### EXERCISE AIM:
Reproduce the lines starting with the line that contains "Where can the green leaf be found here?" and ending with the line that contains "[[35, 236], [66, 217]]", both included, and output only those lines. Scale every point coordinate in them by 2.45, round each result to a whole number with halves rounded up, and copy all other text unchanged.

### EXTRACTED RECORDS:
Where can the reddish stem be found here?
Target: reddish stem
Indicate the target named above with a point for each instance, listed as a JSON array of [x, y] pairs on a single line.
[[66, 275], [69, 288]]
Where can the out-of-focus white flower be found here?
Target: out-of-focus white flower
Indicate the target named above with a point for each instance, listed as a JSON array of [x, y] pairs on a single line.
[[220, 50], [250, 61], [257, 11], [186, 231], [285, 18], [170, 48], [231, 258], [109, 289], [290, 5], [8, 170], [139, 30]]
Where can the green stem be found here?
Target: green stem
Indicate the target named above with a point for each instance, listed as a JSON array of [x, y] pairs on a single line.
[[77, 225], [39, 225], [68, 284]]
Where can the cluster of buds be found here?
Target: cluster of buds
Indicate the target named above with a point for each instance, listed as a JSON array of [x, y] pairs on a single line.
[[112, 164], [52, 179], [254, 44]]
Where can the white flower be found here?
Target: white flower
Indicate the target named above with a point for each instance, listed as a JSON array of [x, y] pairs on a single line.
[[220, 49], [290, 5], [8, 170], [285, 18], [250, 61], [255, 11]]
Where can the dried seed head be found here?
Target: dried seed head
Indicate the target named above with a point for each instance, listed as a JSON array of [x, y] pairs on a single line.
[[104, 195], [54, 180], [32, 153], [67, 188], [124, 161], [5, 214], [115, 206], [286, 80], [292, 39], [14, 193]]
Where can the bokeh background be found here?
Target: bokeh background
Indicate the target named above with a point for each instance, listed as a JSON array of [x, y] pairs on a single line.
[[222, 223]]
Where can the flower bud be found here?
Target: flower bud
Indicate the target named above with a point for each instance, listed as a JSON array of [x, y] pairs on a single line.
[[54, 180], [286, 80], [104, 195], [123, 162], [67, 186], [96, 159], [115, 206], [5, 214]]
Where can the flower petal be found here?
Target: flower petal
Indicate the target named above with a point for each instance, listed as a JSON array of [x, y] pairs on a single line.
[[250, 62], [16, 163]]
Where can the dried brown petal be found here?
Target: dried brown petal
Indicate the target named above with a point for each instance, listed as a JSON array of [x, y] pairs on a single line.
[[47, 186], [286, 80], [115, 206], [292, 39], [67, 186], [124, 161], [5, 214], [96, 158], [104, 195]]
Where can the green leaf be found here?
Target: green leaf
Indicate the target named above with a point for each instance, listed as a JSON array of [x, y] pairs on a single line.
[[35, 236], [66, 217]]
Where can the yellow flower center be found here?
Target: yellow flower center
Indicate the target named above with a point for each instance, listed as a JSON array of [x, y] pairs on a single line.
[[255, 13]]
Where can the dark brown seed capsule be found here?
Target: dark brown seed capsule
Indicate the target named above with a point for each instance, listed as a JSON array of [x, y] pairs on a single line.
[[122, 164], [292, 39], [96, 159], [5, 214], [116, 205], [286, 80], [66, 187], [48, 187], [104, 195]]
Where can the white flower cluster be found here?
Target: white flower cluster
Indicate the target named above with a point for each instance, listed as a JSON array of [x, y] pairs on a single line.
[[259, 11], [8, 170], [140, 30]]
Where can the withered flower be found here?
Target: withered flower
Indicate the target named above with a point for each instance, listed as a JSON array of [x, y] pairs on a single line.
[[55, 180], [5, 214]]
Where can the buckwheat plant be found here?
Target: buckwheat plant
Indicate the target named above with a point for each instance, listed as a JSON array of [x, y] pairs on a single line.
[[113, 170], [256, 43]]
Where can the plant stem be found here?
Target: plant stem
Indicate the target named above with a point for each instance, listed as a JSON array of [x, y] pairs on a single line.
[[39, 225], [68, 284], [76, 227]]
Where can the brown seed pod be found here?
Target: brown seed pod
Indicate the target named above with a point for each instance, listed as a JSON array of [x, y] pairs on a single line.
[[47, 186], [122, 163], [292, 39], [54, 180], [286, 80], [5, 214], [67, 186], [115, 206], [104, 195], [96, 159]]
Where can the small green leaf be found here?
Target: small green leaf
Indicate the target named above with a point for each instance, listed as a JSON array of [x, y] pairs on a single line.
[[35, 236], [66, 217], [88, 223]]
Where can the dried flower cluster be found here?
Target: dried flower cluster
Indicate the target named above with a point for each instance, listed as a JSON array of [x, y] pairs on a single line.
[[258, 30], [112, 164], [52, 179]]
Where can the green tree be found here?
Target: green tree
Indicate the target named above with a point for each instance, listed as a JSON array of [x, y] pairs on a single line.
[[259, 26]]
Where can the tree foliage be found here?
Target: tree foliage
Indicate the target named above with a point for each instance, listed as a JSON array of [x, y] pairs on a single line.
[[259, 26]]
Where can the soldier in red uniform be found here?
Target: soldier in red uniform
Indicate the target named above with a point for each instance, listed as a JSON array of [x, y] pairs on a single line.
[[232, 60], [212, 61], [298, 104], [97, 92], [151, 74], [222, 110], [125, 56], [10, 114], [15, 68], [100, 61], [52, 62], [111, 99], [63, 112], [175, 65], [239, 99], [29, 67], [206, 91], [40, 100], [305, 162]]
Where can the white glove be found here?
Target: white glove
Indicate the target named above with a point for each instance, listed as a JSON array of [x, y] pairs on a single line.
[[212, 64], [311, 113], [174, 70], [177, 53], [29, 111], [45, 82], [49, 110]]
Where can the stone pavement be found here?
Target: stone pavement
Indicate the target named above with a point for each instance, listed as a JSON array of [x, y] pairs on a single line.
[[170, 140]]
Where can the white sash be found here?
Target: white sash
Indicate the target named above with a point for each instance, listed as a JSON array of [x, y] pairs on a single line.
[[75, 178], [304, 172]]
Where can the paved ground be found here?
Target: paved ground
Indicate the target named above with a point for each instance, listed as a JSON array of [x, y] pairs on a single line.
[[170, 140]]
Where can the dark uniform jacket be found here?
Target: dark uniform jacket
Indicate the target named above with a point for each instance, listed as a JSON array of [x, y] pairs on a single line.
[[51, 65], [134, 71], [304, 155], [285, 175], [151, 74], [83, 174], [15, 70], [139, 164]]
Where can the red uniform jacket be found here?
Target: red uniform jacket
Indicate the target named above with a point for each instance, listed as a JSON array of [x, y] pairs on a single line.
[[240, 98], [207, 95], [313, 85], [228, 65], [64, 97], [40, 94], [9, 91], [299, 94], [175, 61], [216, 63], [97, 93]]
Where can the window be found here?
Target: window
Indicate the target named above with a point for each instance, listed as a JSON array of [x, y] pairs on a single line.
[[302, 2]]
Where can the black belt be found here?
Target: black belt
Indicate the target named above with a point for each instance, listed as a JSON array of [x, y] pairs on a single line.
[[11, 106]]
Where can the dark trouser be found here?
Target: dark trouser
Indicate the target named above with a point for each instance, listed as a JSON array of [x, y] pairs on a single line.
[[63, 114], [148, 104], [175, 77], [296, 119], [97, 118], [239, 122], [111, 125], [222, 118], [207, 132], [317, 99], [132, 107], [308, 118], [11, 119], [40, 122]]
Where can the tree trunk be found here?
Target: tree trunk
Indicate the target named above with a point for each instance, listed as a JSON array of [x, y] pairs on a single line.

### COMPLETE RESPONSE:
Where can the green leaf be found here?
Target: green leaf
Indicate the target named above with a point for each instance, listed as a JSON array of [x, y] pairs on a single line.
[[86, 578], [162, 532]]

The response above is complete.